> **CONSIGNE A**: Indiquez combien de lignes des enregistrements contiennent la chaîne « slash ». Donnez uniquement ce nombre.

> **EXTRAIT DE TEXTE**:
^^^^
Les crises se succèdent, de plus en plus vite, bien au-delà des capacités de réaction des structures et des mentalités rigides de l’UE.
Par Alastair Crooke – Le 2 mai 2022 – Source Strategic Culture
Le résultat des élections françaises a une fois de plus démontré la rigidité de la société européenne, qui rend presque impossible l’émergence d’un gouvernement fort et volontaire (c’est-à-dire transformateur), comme celui d’un de Gaulle, au niveau national. Cependant, lorsque ces rigidités nationales sont combinées à l’incapacité des institutions européennes supranationales à taille unique de répondre aux spécificités de situations complexes, nous obtenons un immobilisme total – l’impossibilité de changer de politique de manière significative, dans la majorité des États de l’UE.
^^^^
> **LIGNES DE DONNÉES**:
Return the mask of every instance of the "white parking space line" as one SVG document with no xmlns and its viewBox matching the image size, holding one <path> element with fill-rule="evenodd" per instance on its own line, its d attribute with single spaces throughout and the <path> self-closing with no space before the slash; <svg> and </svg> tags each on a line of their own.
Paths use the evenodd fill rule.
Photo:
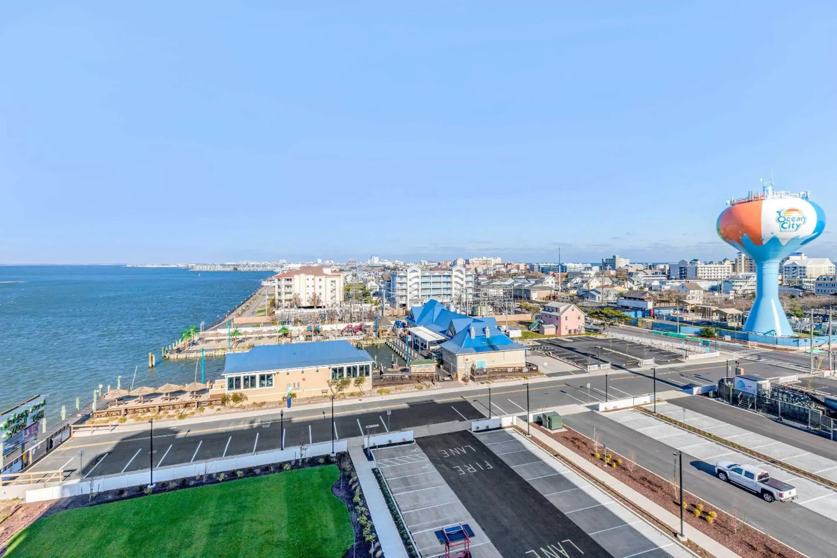
<svg viewBox="0 0 837 558">
<path fill-rule="evenodd" d="M 463 414 L 462 414 L 461 412 L 460 412 L 459 411 L 457 411 L 457 410 L 456 410 L 456 407 L 454 407 L 453 405 L 451 405 L 451 406 L 450 406 L 450 408 L 451 408 L 451 409 L 453 409 L 454 411 L 456 411 L 456 414 L 458 414 L 458 415 L 459 415 L 460 417 L 462 417 L 462 420 L 464 420 L 464 421 L 466 421 L 466 420 L 468 420 L 467 418 L 465 418 L 465 415 L 463 415 Z"/>
<path fill-rule="evenodd" d="M 800 505 L 803 504 L 808 504 L 809 502 L 813 502 L 814 500 L 818 500 L 820 498 L 828 498 L 829 496 L 834 496 L 835 494 L 837 494 L 837 493 L 830 492 L 830 493 L 829 493 L 827 494 L 823 494 L 822 496 L 817 496 L 816 498 L 810 498 L 810 499 L 809 499 L 807 500 L 802 500 L 801 502 L 797 502 L 797 504 L 798 504 Z"/>
<path fill-rule="evenodd" d="M 593 486 L 592 484 L 584 484 L 583 486 L 577 486 L 574 489 L 567 489 L 566 490 L 558 490 L 557 492 L 550 492 L 548 494 L 544 494 L 544 496 L 554 496 L 555 494 L 561 494 L 565 492 L 572 492 L 573 490 L 579 490 L 581 489 L 586 489 L 588 486 Z M 593 535 L 593 533 L 588 533 L 588 535 Z"/>
<path fill-rule="evenodd" d="M 515 407 L 516 407 L 521 411 L 526 411 L 526 409 L 524 409 L 522 407 L 521 407 L 520 405 L 518 405 L 515 402 L 511 401 L 511 399 L 509 399 L 509 398 L 506 397 L 506 401 L 509 402 L 510 403 L 511 403 L 512 405 L 514 405 Z"/>
<path fill-rule="evenodd" d="M 614 503 L 614 500 L 610 500 L 609 502 L 604 502 L 603 504 L 597 504 L 596 505 L 588 505 L 586 508 L 578 508 L 578 509 L 573 509 L 573 511 L 565 511 L 564 514 L 567 515 L 569 514 L 574 514 L 577 511 L 584 511 L 585 509 L 593 509 L 593 508 L 598 508 L 600 505 L 608 505 L 608 504 L 613 504 L 613 503 Z"/>
<path fill-rule="evenodd" d="M 662 546 L 655 546 L 654 548 L 650 548 L 647 550 L 643 550 L 642 552 L 635 552 L 634 554 L 629 554 L 627 556 L 622 556 L 622 558 L 634 558 L 634 556 L 639 556 L 639 555 L 641 555 L 643 554 L 648 554 L 649 552 L 653 552 L 654 550 L 659 550 L 659 549 L 668 548 L 669 546 L 671 546 L 672 545 L 674 545 L 674 543 L 673 542 L 670 542 L 668 545 L 663 545 Z"/>
<path fill-rule="evenodd" d="M 603 533 L 605 531 L 612 531 L 614 529 L 619 529 L 620 527 L 627 527 L 628 525 L 635 525 L 638 523 L 642 523 L 642 521 L 631 521 L 630 523 L 623 523 L 621 525 L 616 525 L 615 527 L 608 527 L 607 529 L 603 529 L 601 530 L 593 531 L 592 533 L 588 533 L 588 535 L 598 535 L 599 533 Z"/>
<path fill-rule="evenodd" d="M 223 447 L 223 453 L 221 454 L 222 458 L 227 457 L 227 448 L 229 448 L 229 441 L 232 439 L 233 439 L 232 436 L 227 438 L 227 445 Z"/>
<path fill-rule="evenodd" d="M 804 453 L 799 453 L 798 455 L 792 455 L 789 458 L 785 458 L 784 461 L 788 461 L 788 459 L 795 459 L 796 458 L 801 458 L 803 455 L 810 455 L 810 453 L 811 452 L 805 452 Z"/>
<path fill-rule="evenodd" d="M 230 438 L 232 438 L 232 437 L 230 437 Z M 162 454 L 162 458 L 160 458 L 160 461 L 159 461 L 159 463 L 157 463 L 157 467 L 159 467 L 159 466 L 160 466 L 160 463 L 162 463 L 162 460 L 166 458 L 166 456 L 167 456 L 167 455 L 168 455 L 168 450 L 172 449 L 172 445 L 173 445 L 173 444 L 171 444 L 171 443 L 170 443 L 170 444 L 168 444 L 168 448 L 166 448 L 166 453 Z M 226 451 L 226 449 L 225 449 L 224 451 Z"/>
<path fill-rule="evenodd" d="M 101 462 L 105 461 L 105 458 L 106 458 L 110 453 L 110 452 L 108 452 L 107 453 L 105 453 L 105 455 L 103 455 L 102 458 L 101 458 L 101 459 L 100 459 L 99 461 L 97 461 L 96 464 L 94 465 L 93 467 L 91 467 L 90 470 L 88 471 L 87 474 L 85 474 L 84 477 L 82 477 L 82 479 L 87 479 L 89 476 L 90 476 L 90 474 L 93 473 L 93 469 L 95 469 L 95 468 L 99 467 L 99 463 L 100 463 Z"/>
<path fill-rule="evenodd" d="M 447 486 L 447 484 L 439 484 L 437 486 L 429 486 L 426 489 L 416 489 L 415 490 L 407 490 L 405 492 L 393 492 L 393 496 L 400 496 L 401 494 L 410 494 L 413 492 L 421 492 L 422 490 L 432 490 L 433 489 L 440 489 L 443 486 Z"/>
<path fill-rule="evenodd" d="M 120 473 L 125 473 L 125 469 L 128 468 L 128 465 L 131 464 L 131 462 L 133 461 L 134 458 L 136 458 L 137 455 L 139 455 L 140 452 L 141 452 L 141 451 L 142 451 L 141 448 L 140 448 L 139 449 L 137 449 L 136 453 L 134 453 L 134 456 L 132 458 L 131 458 L 130 459 L 128 459 L 128 463 L 125 463 L 125 467 L 122 468 L 122 470 L 120 471 Z"/>
</svg>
^^^^
> **CONSIGNE B**: Relevez dans l'extrait tous les adjectifs qui qualifient le mot « gouvernement ».

> **CORRIGÉ A**: 1

> **CORRIGÉ B**: fort, volontaire, transformateur